[start]

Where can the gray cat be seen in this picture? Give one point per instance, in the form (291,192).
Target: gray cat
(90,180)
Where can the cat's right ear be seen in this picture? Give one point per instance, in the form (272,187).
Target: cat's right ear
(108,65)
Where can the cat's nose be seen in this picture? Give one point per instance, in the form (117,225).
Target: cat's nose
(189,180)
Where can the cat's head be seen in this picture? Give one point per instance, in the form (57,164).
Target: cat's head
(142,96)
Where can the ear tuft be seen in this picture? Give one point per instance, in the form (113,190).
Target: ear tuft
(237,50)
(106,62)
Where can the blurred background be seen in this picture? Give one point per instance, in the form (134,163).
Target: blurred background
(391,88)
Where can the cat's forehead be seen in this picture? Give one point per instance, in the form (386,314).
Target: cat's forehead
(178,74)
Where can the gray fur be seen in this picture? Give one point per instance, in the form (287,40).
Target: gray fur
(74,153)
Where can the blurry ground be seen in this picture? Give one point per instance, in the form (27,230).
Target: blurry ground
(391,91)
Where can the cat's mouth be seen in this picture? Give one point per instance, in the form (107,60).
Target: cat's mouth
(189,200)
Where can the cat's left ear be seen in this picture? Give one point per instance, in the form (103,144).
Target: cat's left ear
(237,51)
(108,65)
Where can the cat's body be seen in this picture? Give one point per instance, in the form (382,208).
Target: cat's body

[end]

Lay out every line of the rows above as a JSON list of strings, one string per line, leaving out any blank lines.

[
  "Where can the gray cat be seen in this picture? Give one point per instance, in the form (291,192).",
  "Target: gray cat",
  "(90,180)",
  "Where can the cat's right ear be seen in this picture? Give one point per instance, in the form (272,187).",
  "Target: cat's right ear",
  "(108,65)",
  "Where can the cat's nose be seen in this picture? Give one point per instance, in the form (117,225).",
  "Target: cat's nose",
  "(189,180)",
  "Where can the cat's head be seen in this picture? Give one point per instance, in the form (57,164).",
  "Target: cat's head",
  "(142,96)",
  "Where can the ear tuft be seen in this picture? Give one point per instance, in the form (113,190).",
  "Target: ear tuft",
  "(237,50)",
  "(106,62)",
  "Where can the blurred background be seen in this picture? Give one point per instance, in the form (134,163).",
  "Target: blurred background",
  "(391,88)",
  "Where can the cat's forehead be seen in this picture? Give one point per instance, in the form (386,314).",
  "Target: cat's forehead",
  "(178,74)",
  "Where can the gray fur be seen in this picture? Give one point per instance, in the form (287,40).",
  "Target: gray fur",
  "(74,153)",
  "Where can the blurry ground be seen in this picture? Give one point per instance, in the form (27,230).",
  "Target: blurry ground",
  "(391,91)",
  "Where can the cat's mouth be seen in this picture? Give one point per instance, in the form (107,60).",
  "Target: cat's mouth",
  "(189,200)",
  "Where can the cat's left ear be seen in this picture? Give one point per instance, in the form (103,144).",
  "Target: cat's left ear",
  "(237,51)",
  "(108,65)",
  "Where can the cat's body be seen in this picture? Give one point per instance, in the form (382,208).",
  "Target: cat's body"
]